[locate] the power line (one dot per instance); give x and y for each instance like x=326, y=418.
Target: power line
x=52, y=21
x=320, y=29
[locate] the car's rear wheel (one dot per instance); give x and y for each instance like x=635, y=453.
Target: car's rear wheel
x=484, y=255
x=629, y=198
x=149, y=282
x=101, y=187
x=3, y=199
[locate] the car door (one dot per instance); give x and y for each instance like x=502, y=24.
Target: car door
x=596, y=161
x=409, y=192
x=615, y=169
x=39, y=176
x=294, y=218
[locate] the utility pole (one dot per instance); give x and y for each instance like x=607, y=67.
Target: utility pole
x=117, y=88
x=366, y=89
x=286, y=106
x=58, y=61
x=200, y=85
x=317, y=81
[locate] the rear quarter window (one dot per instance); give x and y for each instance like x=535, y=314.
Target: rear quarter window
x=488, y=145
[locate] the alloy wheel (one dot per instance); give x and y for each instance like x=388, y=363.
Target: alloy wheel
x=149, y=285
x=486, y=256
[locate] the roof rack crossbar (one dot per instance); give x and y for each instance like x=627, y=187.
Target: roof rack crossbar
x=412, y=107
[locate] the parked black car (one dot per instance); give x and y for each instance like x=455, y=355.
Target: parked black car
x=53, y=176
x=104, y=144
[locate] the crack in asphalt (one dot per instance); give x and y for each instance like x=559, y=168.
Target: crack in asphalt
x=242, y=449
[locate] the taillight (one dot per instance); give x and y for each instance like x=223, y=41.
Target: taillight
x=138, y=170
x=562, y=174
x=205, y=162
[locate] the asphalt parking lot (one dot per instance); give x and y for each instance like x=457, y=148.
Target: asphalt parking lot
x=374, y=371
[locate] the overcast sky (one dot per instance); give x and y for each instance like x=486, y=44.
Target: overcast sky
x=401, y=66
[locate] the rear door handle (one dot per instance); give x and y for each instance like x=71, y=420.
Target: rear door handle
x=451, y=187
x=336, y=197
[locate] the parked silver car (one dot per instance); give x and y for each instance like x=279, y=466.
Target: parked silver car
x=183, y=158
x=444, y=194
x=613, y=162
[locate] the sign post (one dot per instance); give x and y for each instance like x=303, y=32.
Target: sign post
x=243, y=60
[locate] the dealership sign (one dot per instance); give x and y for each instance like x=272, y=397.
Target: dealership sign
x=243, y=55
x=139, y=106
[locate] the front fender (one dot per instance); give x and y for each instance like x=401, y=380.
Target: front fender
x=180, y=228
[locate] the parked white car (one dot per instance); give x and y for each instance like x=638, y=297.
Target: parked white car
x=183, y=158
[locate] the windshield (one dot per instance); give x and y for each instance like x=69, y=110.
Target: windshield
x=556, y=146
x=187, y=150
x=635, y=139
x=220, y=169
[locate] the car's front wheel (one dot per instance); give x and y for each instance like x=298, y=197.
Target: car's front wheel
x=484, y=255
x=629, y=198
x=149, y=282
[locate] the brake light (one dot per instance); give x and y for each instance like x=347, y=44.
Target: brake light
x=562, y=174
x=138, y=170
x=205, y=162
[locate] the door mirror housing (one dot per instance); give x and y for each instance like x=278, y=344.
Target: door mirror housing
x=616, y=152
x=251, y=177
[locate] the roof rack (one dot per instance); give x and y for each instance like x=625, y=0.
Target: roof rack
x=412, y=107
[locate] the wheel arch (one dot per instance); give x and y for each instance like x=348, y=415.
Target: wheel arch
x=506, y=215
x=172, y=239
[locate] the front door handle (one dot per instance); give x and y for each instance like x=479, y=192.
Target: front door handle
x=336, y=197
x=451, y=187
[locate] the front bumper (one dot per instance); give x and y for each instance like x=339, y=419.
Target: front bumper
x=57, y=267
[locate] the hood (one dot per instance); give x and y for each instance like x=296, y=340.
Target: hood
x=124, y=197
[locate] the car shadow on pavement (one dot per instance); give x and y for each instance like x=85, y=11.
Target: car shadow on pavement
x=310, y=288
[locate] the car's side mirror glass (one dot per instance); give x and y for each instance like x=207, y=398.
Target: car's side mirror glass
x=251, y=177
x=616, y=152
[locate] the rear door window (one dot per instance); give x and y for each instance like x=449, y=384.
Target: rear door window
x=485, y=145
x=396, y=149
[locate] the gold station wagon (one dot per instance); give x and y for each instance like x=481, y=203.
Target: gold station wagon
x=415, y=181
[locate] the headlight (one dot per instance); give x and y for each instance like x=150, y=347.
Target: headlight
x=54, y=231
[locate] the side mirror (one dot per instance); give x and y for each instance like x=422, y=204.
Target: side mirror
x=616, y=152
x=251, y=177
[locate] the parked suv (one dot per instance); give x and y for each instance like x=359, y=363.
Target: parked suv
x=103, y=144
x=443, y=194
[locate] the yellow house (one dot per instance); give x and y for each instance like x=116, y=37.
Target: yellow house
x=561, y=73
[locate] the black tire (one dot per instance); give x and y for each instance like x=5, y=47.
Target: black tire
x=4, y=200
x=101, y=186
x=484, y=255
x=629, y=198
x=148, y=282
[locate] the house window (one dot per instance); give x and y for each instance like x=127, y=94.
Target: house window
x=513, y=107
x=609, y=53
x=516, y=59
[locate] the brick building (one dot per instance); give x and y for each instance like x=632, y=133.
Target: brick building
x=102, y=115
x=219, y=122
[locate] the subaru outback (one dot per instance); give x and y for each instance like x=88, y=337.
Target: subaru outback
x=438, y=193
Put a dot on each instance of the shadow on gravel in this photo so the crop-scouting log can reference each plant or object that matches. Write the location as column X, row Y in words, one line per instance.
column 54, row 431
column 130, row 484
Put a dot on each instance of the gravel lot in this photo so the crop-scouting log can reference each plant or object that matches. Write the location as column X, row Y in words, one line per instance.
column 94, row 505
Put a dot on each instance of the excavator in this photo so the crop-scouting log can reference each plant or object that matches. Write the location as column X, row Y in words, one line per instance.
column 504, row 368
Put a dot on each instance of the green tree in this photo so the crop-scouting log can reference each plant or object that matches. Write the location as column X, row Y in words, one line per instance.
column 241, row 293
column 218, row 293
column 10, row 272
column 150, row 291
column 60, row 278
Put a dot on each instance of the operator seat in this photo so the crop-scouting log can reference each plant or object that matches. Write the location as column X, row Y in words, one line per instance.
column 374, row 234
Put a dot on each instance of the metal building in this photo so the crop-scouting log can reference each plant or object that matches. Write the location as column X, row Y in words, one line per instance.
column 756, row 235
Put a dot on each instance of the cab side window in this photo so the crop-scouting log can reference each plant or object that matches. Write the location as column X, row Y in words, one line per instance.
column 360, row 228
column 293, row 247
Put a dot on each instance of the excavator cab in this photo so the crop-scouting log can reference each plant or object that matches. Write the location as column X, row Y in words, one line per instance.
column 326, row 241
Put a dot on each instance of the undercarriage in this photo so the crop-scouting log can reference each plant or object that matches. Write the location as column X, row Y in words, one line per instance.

........

### Exercise objective
Would you return each entry exactly as it reads?

### Answer to this problem
[locate] the power line (one dot per instance); give x and y for each instance like x=326, y=418.
Target: power line
x=52, y=21
x=320, y=29
[locate] the car's rear wheel (one dot per instance); give x and y for each instance like x=635, y=453.
Target: car's rear wheel
x=484, y=255
x=629, y=198
x=149, y=282
x=101, y=187
x=3, y=199
[locate] the car door (one dot per instance); give x and y for each instance like x=502, y=24.
Target: car door
x=596, y=161
x=409, y=192
x=615, y=169
x=39, y=176
x=294, y=218
[locate] the utility pole (one dot per instance); give x and y for each instance like x=607, y=67.
Target: utility pole
x=117, y=88
x=366, y=89
x=286, y=106
x=58, y=61
x=200, y=85
x=317, y=81
[locate] the rear quarter window (one dot per instance); give x and y for each instance like x=535, y=314.
Target: rear quarter window
x=488, y=145
[locate] the alloy wheel (one dot per instance); give x and y for each instance like x=388, y=363.
Target: alloy wheel
x=149, y=285
x=486, y=256
[locate] the roof rack crossbar (one dot per instance); give x and y for each instance like x=627, y=187.
Target: roof rack crossbar
x=412, y=107
[locate] the parked black car (one dot per instance); give x and y for each instance like x=455, y=355.
Target: parked black car
x=53, y=176
x=104, y=144
[locate] the crack in asphalt (one dot per instance); give x and y for each instance like x=559, y=168.
Target: crack in asphalt
x=242, y=449
[locate] the taillight (one dot per instance); give x and y for each instance like x=223, y=41.
Target: taillight
x=138, y=170
x=562, y=174
x=205, y=162
[locate] the asphalt parking lot (one dot per instance); give x and y for each instance like x=457, y=148.
Target: asphalt parking lot
x=374, y=371
[locate] the overcast sky (one dot per instance); give x and y for each instance like x=486, y=44.
Target: overcast sky
x=401, y=66
[locate] the rear door handle (one dot per instance); give x and y for each instance like x=71, y=420.
Target: rear door handle
x=451, y=187
x=336, y=197
[locate] the parked silver car (one dot per instance); give x and y for each instance like x=279, y=466.
Target: parked silver car
x=183, y=158
x=444, y=194
x=613, y=162
[locate] the sign post (one dot per instance); give x and y for each instance like x=303, y=32.
Target: sign post
x=243, y=60
[locate] the dealership sign (one dot per instance); give x and y for each instance like x=272, y=397.
Target: dealership sign
x=243, y=55
x=139, y=106
[locate] the front fender (one dot per instance); give x and y for each instance like x=401, y=380.
Target: front fender
x=180, y=228
[locate] the parked white car (one dot per instance); give x and y for each instance like x=638, y=297.
Target: parked white car
x=183, y=158
[locate] the windshield (one dot per instance); give x and y for each instance like x=69, y=110.
Target: windshield
x=556, y=146
x=187, y=150
x=635, y=139
x=220, y=169
[locate] the car's front wheel (one dot per instance); give x and y for each instance like x=298, y=197.
Target: car's front wheel
x=484, y=255
x=629, y=198
x=149, y=282
[locate] the brake light (one dot per instance); give x and y for each instance like x=347, y=44.
Target: brake light
x=562, y=174
x=138, y=170
x=205, y=162
[locate] the door mirror housing (one dot per instance); give x and y for each instance like x=278, y=344.
Target: door mirror housing
x=616, y=152
x=251, y=177
[locate] the roof rack (one dot per instance); give x and y for each instance like x=625, y=0.
Target: roof rack
x=412, y=107
[locate] the wheel arch (one dot per instance); give x and y for each instance like x=348, y=415.
Target: wheel arch
x=506, y=215
x=172, y=239
[locate] the front door handle (one dot per instance); give x and y for each instance like x=479, y=192.
Target: front door handle
x=336, y=197
x=451, y=187
[locate] the front bumper (one dot per instance); give x and y for each instance like x=339, y=419.
Target: front bumper
x=57, y=267
[locate] the hood (one dot per instance); give x and y for each instance like x=296, y=340.
Target: hood
x=124, y=197
[locate] the car shadow on pavement (one dot per instance); give x and y for each instance like x=85, y=11.
Target: car shadow on pavement
x=310, y=288
[locate] the car's side mirror glass (one dot per instance); give x and y for each instance like x=207, y=398.
Target: car's side mirror glass
x=251, y=177
x=616, y=152
[locate] the rear door window (one dot per instance); give x and y for each instance like x=449, y=384.
Target: rear door window
x=485, y=145
x=396, y=149
[locate] the gold station wagon (one dot per instance); give x and y for each instance like x=481, y=203.
Target: gold station wagon
x=415, y=181
[locate] the headlight (one dot per instance); give x and y for each instance like x=150, y=347.
Target: headlight
x=54, y=231
[locate] the side mirror (one dot per instance); give x and y for each instance like x=422, y=204.
Target: side mirror
x=616, y=152
x=251, y=177
[locate] the parked suv (one dot per instance); give x and y for each instance like x=359, y=363.
Target: parked suv
x=103, y=144
x=443, y=194
[locate] the yellow house (one dot per instance); give x and y for each instance like x=116, y=37.
Target: yellow house
x=561, y=73
[locate] the black tire (one dot per instance); give x and y for each instance like x=5, y=47.
Target: black tire
x=4, y=200
x=101, y=186
x=484, y=255
x=629, y=198
x=148, y=282
[locate] the house window (one dot per instance); give x and y for each instance like x=127, y=94.
Target: house window
x=513, y=107
x=609, y=53
x=516, y=59
[locate] the brick building (one dot per instance); give x and y for each instance like x=632, y=133.
Target: brick building
x=102, y=115
x=219, y=122
[locate] the subaru outback (one dot per instance); give x and y for each instance like x=88, y=337.
Target: subaru outback
x=438, y=193
Put a dot on each instance of the shadow on gravel in this photo so the crop-scouting log can reference each plant or object that matches. Write the location as column X, row Y in words, one line per instance.
column 54, row 431
column 130, row 484
Put a dot on each instance of the gravel lot in this photo so the crop-scouting log can reference each plant or object that matches. Write the location as column X, row Y in words, one line per instance.
column 94, row 505
Put a dot on each instance of the excavator in this photo so the crop-scouting log can reference each plant or object that matches. Write the location as column X, row Y in words, one line per instance.
column 504, row 368
Put a dot on each instance of the green tree in this photo so the crop-scouting log can reference each plant or object that matches. Write the location as column X, row Y in words, one line per instance.
column 241, row 293
column 218, row 293
column 10, row 272
column 150, row 291
column 60, row 278
Put a dot on each instance of the operator seat in this photo so the crop-scouting log can reference each plant or object that matches. Write the location as column X, row Y in words, one line per instance.
column 374, row 234
Put a dot on each instance of the metal building in this photo so the crop-scouting log can reference each plant or object that matches. Write the location as column X, row Y in words, one line per instance.
column 756, row 235
Put a dot on each instance of the cab side window in this photo so the crop-scouting log can reference each plant or object that matches. Write the location as column X, row Y in words, one line per instance.
column 360, row 228
column 293, row 247
Put a dot on each instance of the excavator cab in this photo so the crop-scouting log can reference each plant or object that matches. Write the location as column X, row Y in words, one line per instance.
column 326, row 241
Put a dot on each instance of the undercarriage in this photo so the crop-scouting log can reference each plant or object that matches. Write the location as column X, row Y in words, one line per instance.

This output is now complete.